(Point placement records)
....................
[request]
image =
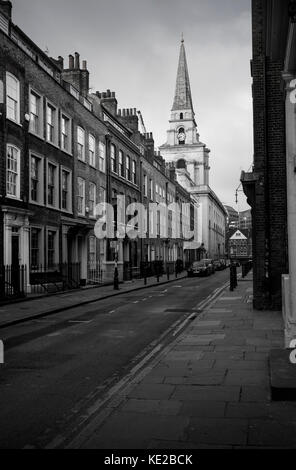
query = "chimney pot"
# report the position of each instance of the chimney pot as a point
(77, 61)
(71, 62)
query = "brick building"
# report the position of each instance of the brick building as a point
(67, 150)
(266, 186)
(52, 175)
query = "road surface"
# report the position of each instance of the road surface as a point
(56, 367)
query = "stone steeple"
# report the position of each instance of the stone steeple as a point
(183, 98)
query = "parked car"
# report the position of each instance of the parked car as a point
(200, 268)
(210, 263)
(220, 265)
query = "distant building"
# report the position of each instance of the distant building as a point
(240, 244)
(232, 219)
(245, 220)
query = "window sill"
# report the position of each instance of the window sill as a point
(14, 122)
(67, 152)
(39, 136)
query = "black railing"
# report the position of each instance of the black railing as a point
(59, 277)
(13, 282)
(19, 281)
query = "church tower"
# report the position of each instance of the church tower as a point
(183, 147)
(190, 157)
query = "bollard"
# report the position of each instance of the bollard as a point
(116, 278)
(232, 277)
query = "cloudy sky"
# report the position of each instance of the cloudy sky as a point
(132, 47)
....................
# The task:
Rescale the items above by writing out every one of their lines again, changing only the point coordinates in the answers: multiply each coordinate by 0.35 and round it to a whole number, with halves rounding up. Leave the pictures out of your answer.

# Task solution:
[request]
image =
query = "chimney pot"
# report the position of each instance of the chimney pot as a point
(27, 21)
(25, 22)
query = "brick building"
# report the position of each instance of the brick building as a point
(23, 53)
(93, 65)
(18, 61)
query = "road surface"
# report the position of each instance of the road surface as a point
(20, 128)
query = "stone steeple"
# report the position of each instance of the stone steeple as a point
(64, 34)
query = "parked car"
# report the position of each instance of the parked car as a point
(70, 94)
(74, 92)
(77, 93)
query = "distant building"
# report the position of each instance of the distant building as a point
(84, 85)
(81, 77)
(86, 77)
query = "window sill"
# report the position of each instance of the window sill as a point
(5, 43)
(23, 53)
(14, 48)
query = "black railing"
# report the position of each instance of the black railing as a point
(21, 97)
(5, 99)
(7, 98)
query = "church tower"
# report the position of each instance of the church tower as a point
(64, 51)
(67, 55)
query = "bollard"
# report the position of each instance of the bollard as a point
(41, 97)
(81, 97)
query = "cloudy sky"
# report the position of each instance of the cloudy sky as a point
(46, 16)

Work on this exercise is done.